Write out word for word each line from the one containing "target | engraved stone slab" through the close of the listing, including both ends. Pictures do not belong in the copy.
___ Task input ___
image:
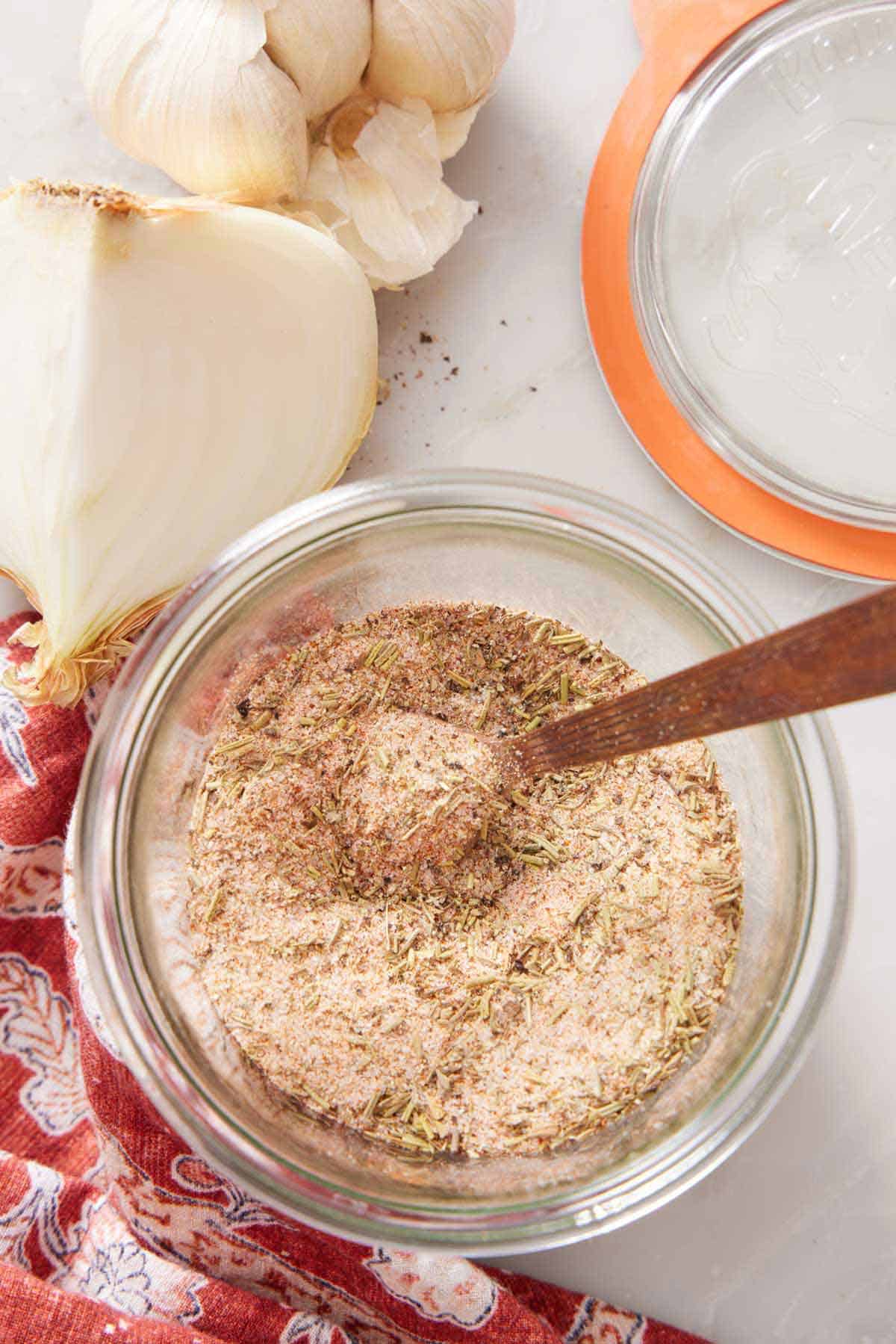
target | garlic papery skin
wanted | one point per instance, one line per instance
(376, 183)
(171, 374)
(187, 85)
(447, 52)
(323, 46)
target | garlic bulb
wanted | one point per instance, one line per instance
(381, 188)
(223, 96)
(323, 46)
(171, 373)
(190, 87)
(448, 52)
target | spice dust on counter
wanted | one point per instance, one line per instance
(408, 944)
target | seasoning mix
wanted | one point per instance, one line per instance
(408, 940)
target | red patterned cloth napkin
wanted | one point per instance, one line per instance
(109, 1226)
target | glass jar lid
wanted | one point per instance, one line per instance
(763, 256)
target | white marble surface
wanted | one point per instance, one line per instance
(794, 1238)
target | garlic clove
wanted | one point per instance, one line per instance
(447, 52)
(190, 87)
(376, 183)
(171, 373)
(323, 46)
(453, 129)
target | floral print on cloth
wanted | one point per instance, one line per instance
(109, 1226)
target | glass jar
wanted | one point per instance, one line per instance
(521, 542)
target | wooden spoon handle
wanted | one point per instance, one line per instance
(845, 655)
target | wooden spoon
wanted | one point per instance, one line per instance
(845, 655)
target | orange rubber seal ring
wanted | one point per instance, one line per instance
(677, 37)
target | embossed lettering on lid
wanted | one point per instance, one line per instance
(763, 256)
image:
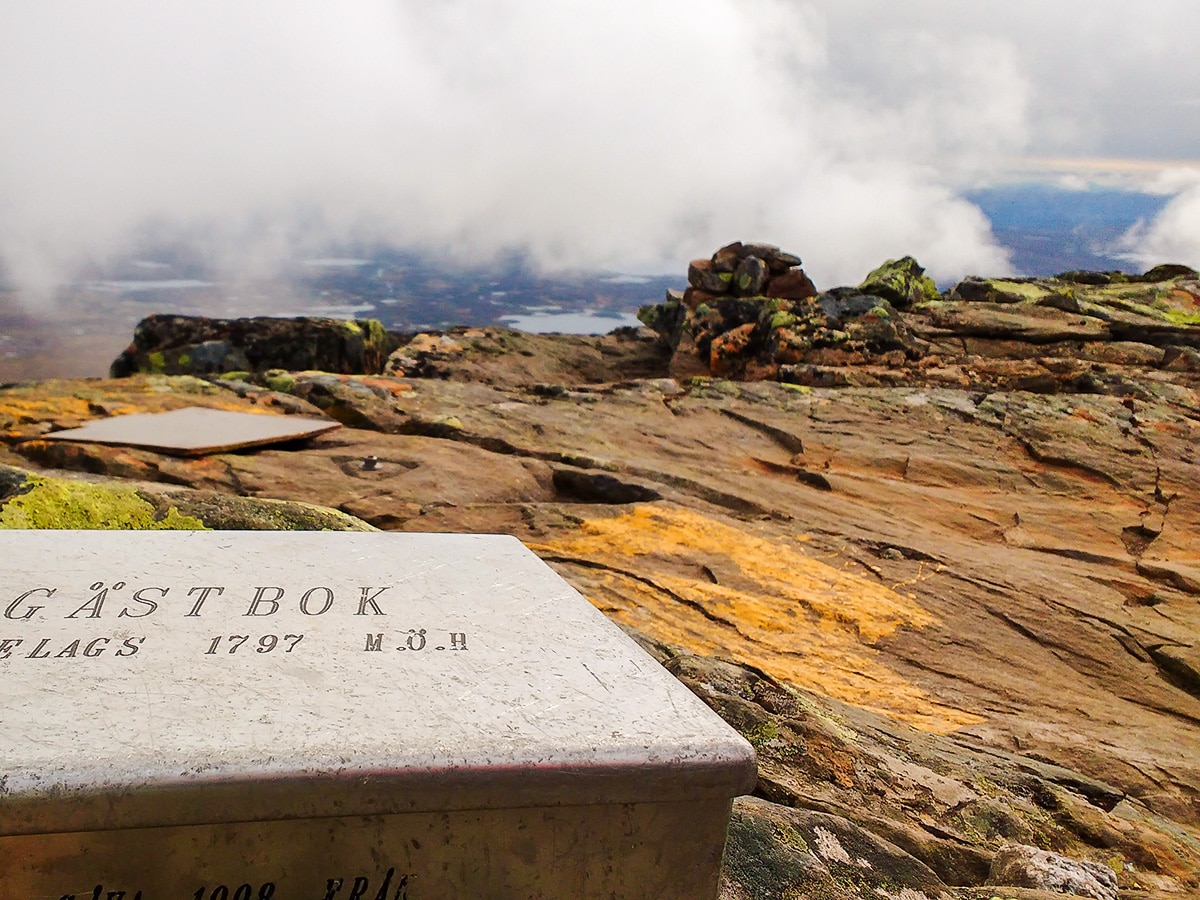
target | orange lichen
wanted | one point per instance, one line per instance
(787, 613)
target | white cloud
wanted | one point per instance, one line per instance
(629, 133)
(1173, 237)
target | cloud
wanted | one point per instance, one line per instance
(629, 135)
(1173, 237)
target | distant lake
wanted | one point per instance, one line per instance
(570, 323)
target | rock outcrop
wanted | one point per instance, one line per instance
(1078, 333)
(954, 603)
(183, 345)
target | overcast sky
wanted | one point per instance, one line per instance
(627, 133)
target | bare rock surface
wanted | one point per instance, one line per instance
(948, 589)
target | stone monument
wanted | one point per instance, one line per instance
(304, 715)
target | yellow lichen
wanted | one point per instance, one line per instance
(802, 619)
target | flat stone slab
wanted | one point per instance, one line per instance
(400, 690)
(197, 431)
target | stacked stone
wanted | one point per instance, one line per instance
(747, 270)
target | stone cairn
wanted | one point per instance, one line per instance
(750, 312)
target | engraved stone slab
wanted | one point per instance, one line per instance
(220, 715)
(196, 431)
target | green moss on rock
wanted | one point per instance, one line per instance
(58, 503)
(901, 282)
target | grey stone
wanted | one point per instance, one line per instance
(1024, 867)
(189, 709)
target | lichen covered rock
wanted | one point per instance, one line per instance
(185, 345)
(35, 501)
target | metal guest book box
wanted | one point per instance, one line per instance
(233, 715)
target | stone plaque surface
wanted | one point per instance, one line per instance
(273, 715)
(196, 431)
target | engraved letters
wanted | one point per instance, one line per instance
(97, 601)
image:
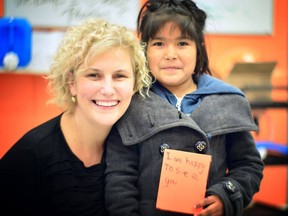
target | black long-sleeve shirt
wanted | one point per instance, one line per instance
(40, 175)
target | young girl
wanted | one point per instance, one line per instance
(173, 34)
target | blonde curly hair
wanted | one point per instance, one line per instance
(83, 42)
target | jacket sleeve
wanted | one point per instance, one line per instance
(243, 176)
(121, 193)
___
#### Task result:
target | engraved stone slab
wanted | one point per instance, one line per instance
(220, 715)
(196, 431)
target | green moss on rock
wanted | one point per instance, one line per instance
(58, 503)
(901, 282)
target | grey stone
wanted | one point per instance, one line per instance
(1024, 867)
(189, 709)
target | lichen covered rock
wanted | one point per instance, one line per instance
(185, 345)
(35, 501)
target | metal guest book box
wanted | one point per instance, one line per instance
(233, 715)
target | stone plaque surface
wanted | one point per instance, one line per instance
(273, 715)
(196, 431)
target | engraved letters
wanted | one point per instance, one line per instance
(97, 601)
image:
target | black long-sleeve shirt
wanted | one point per instance, one line per instance
(40, 175)
target | young girl
wanted | one point per instance, one line per instance
(173, 34)
target | blonde curly hair
wanted | one point per instance, one line per instance
(83, 42)
target | jacket sleeve
wanted | one point per instance, one line per instance
(243, 176)
(121, 193)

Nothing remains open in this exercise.